- Problem details: Return every line of the data below without a single change.
= = =
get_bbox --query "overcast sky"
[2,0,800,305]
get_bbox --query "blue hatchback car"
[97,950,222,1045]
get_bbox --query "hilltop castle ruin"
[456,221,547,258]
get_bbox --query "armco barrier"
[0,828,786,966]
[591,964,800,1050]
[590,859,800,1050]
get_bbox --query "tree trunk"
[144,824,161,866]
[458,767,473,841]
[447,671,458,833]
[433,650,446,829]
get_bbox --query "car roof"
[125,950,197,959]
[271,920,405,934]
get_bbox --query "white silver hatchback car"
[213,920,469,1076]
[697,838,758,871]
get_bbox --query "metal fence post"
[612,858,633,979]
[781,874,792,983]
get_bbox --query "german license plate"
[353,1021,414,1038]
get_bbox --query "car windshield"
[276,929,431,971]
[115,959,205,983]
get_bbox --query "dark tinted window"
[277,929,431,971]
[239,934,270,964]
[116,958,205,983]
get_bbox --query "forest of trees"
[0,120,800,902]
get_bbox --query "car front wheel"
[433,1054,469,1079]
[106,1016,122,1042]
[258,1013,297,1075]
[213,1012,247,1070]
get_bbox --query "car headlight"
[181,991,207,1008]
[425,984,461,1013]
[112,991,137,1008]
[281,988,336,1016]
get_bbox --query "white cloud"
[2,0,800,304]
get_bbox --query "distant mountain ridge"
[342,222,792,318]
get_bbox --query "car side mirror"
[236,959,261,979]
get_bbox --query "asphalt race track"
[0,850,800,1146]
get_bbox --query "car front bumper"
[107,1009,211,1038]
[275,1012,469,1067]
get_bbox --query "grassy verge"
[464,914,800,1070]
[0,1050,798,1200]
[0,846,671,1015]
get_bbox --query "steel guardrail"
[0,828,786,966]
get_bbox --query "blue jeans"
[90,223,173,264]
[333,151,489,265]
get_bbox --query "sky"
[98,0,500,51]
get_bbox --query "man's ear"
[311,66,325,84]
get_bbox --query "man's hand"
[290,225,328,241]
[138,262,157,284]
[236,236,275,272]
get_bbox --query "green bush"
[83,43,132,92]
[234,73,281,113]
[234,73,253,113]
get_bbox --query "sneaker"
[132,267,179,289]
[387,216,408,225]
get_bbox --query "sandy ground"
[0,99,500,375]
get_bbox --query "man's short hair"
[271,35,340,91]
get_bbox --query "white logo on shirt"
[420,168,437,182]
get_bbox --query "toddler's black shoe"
= = =
- Solution for this exercise:
get_bbox --query "overcast sky"
[2,0,800,305]
get_bbox --query "blue hatchback car"
[97,950,222,1045]
get_bbox --query "hilltop castle ruin"
[456,221,547,258]
get_bbox --query "armco barrier"
[0,828,786,966]
[591,964,800,1050]
[590,859,800,1050]
get_bbox --query "tree trunk"
[144,824,161,866]
[458,767,473,841]
[447,671,458,833]
[433,650,446,829]
get_bbox --query "car roof"
[125,950,197,959]
[271,920,405,934]
get_bbox --query "white silver hatchback car"
[213,920,469,1076]
[697,838,758,871]
get_bbox --query "metal fence post"
[612,858,633,979]
[781,874,792,983]
get_bbox --query "german license plate"
[353,1021,414,1038]
get_bbox --query "car windshield"
[276,929,431,971]
[115,959,205,983]
get_bbox --query "dark tinted window"
[277,929,431,971]
[239,934,270,964]
[116,958,205,983]
get_bbox --query "forest of trees"
[0,120,800,902]
get_bbox --query "car front wheel"
[433,1054,469,1079]
[106,1016,122,1042]
[258,1013,297,1075]
[213,1012,247,1070]
get_bbox --query "car headlight"
[181,991,207,1008]
[425,984,461,1013]
[112,991,137,1008]
[281,988,336,1016]
get_bbox --query "white cloud"
[2,0,800,304]
get_bbox --query "distant mountain ridge"
[342,222,792,318]
get_bbox --query "car side mirror"
[236,959,261,979]
get_bbox --query "asphalt race track"
[0,850,800,1146]
get_bbox --query "car front bumper"
[107,1009,211,1038]
[275,1012,469,1067]
get_bbox --query "grassy verge"
[464,914,800,1070]
[0,1050,798,1200]
[0,846,671,1015]
get_bbox --query "steel guardrail"
[0,828,786,966]
get_bbox --query "blue jeans"
[90,223,173,264]
[333,151,489,265]
get_bbox --query "sky"
[98,0,500,51]
get_bbox --query "man's ear"
[311,66,325,84]
get_bbox --query "man's hand"
[290,225,328,241]
[138,262,157,284]
[236,236,275,272]
get_bbox --query "green bush"
[83,43,132,92]
[234,73,281,113]
[234,73,253,113]
get_bbox --query "sneaker"
[132,267,179,289]
[387,216,408,225]
get_bbox --query "sandy ground"
[0,99,500,375]
get_bbox --query "man's short hair"
[271,35,340,91]
get_bbox --query "white logo on shirt"
[420,168,437,182]
get_bbox --query "toddler's black shoe"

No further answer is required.